Point annotation dataset records —
>> Begin

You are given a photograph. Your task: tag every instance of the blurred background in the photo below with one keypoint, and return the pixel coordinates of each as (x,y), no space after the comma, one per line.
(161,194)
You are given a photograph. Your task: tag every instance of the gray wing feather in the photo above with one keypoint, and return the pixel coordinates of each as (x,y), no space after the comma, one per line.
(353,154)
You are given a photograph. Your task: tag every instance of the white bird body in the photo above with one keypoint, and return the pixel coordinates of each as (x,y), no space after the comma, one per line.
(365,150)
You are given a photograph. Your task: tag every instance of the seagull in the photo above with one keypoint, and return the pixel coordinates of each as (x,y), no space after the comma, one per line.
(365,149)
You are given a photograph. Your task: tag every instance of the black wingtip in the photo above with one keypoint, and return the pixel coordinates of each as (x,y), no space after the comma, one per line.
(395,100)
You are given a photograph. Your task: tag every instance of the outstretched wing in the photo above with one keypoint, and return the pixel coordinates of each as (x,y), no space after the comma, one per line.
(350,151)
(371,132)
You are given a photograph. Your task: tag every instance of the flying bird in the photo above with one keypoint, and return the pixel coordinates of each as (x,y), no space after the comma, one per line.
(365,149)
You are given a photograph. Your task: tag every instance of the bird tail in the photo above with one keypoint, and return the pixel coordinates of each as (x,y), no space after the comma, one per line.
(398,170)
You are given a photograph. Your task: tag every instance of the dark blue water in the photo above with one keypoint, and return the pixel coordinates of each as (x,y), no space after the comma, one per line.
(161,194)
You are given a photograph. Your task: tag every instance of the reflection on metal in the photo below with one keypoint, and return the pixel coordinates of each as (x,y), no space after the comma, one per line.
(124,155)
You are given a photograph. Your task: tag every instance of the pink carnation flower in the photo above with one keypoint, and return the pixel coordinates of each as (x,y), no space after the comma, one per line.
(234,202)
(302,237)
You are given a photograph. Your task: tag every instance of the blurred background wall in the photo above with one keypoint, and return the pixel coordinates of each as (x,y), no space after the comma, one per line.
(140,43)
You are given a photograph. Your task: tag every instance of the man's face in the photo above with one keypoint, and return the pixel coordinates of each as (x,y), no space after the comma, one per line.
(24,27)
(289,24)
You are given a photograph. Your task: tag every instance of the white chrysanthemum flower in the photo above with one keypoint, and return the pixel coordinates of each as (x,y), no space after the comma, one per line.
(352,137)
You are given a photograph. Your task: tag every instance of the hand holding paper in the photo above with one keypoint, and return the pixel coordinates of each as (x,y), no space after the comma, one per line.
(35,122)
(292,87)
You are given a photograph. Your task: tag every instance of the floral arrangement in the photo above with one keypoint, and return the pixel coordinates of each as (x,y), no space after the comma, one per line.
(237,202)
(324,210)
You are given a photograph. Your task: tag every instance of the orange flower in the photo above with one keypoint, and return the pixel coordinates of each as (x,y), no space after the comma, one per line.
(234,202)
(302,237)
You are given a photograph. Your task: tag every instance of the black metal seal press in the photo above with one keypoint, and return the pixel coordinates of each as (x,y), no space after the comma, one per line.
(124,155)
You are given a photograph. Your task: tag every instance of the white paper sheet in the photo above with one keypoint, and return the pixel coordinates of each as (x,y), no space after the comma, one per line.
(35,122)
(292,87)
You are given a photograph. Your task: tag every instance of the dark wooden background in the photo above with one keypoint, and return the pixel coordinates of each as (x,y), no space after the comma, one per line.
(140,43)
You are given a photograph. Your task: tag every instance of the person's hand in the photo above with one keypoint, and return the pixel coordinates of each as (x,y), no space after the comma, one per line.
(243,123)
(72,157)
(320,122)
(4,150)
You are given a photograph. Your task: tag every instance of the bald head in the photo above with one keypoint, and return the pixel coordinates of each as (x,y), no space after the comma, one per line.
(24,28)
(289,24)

>> End

Please reproduce every line of the material word for word.

You are given a photograph. Your task: tag every instance of the blurred background in the photo below with one keypoint, and return the pixel coordinates of each as (x,y), no space after the comma, one per line.
(161,194)
You are given a photograph. Your task: tag every instance of the gray wing feather in the photo above with one keypoint, and return the pixel coordinates of each as (x,y), no space after the comma, one per line.
(353,154)
You are given a photograph. Your task: tag every instance of the white bird body in the photo above with one keypoint, and return the pixel coordinates of each as (x,y), no space after the comma, one per line.
(365,150)
You are given a photograph. Your task: tag every instance of the seagull in the photo above with one keypoint, and return the pixel coordinates of each as (x,y), no space after the comma, one per line.
(365,149)
You are given a photograph. Your task: tag every instance of the black wingtip in the photo above with one keypoint, and return the pixel coordinates of each as (x,y), no space after the comma, one per line.
(395,100)
You are given a photograph. Your task: tag every instance of the outstretched wing in the photo above with one keypoint, and return the pixel coordinates of each as (x,y), no space after the comma, one per line.
(350,151)
(371,132)
You are given a photograph. Your task: tag every instance of the flying bird in the photo above with one keypoint, and return the pixel coordinates of each as (x,y), no space after the comma, one per line.
(365,149)
You are given a photograph. Your task: tag every instance of the bird tail in the photo above with one keypoint, and return the pixel coordinates of each as (x,y), no space after the comma, one per line.
(398,170)
You are given a photograph. Your task: tag every instance of the dark blue water in the photo above with one keypoint, and return the pixel coordinates of each as (x,y), no space after the comma, one per line.
(161,194)
You are given a photograph. Your task: tag every instance of the reflection on metal in the photo below with one keypoint, and return the pixel coordinates of each as (x,y), no space after the comma, one per line.
(124,155)
You are given a photograph. Your task: tag every instance of the pink carnation flower in the photo above with one keypoint, and return the pixel coordinates of each as (x,y), no space after the comma, one per line.
(234,202)
(302,237)
You are given a photograph. Your task: tag every instance of the blurred background wall in the photo above with one keypoint, and return the pixel coordinates of each as (x,y), no space after the comma, one per line.
(140,43)
You are given a photograph. Your task: tag every instance of the man's face in the photo above with one keypoint, and return the pixel coordinates of each as (x,y), no space after the comma, one per line.
(24,27)
(289,24)
You are given a photograph. Your task: tag every instance of the white chrysanthemum flower in the photo above with one keypoint, and return the pixel coordinates of each as (x,y), no space after the comma, one per line.
(352,137)
You are given a photograph. Your task: tag every instance of the hand holding paper in the photo above with one keypoint, and return the pixel coordinates of each as (x,y), no space after the comma, one per line.
(35,122)
(292,87)
You are given a photograph. Your task: tag every instance of the floral arrangement in the photo above with one keypoint, and return the pixel coordinates of each as (x,y), no space after the comma, one per line.
(237,202)
(324,210)
You are given a photograph. Your task: tag every instance of the orange flower in the photo above with one keypoint, and return the pixel coordinates of each as (x,y), no space after the comma, one per line.
(234,202)
(302,237)
You are given a photograph. Your task: tag every instance of the black metal seal press in the photo above with one keypoint, and return the pixel coordinates of each as (x,y), no space after the comma, one per line.
(124,155)
You are given a photograph. Your task: tag every instance of the white paper sheet in the photo above with one keypoint, and return the pixel coordinates of each as (x,y), no space after the comma, one per line.
(35,122)
(292,87)
You are given a photograph. Your task: tag every instance of the dark wooden background in the photo above with one keypoint, and return the pixel coordinates of each as (x,y), no space after the comma, one per line.
(140,43)
You are given a photograph. Your task: tag every instance of the person's hand in the photo above with one keypoint, and return the pixel coordinates of each as (x,y), no space after the comma, one per line.
(243,123)
(72,157)
(320,122)
(4,150)
You are given a photograph. Your task: tag every instance of the bald head in the photo above with one keypoint, and return the pixel coordinates of each as (x,y), no space after the comma, one per line.
(24,28)
(289,24)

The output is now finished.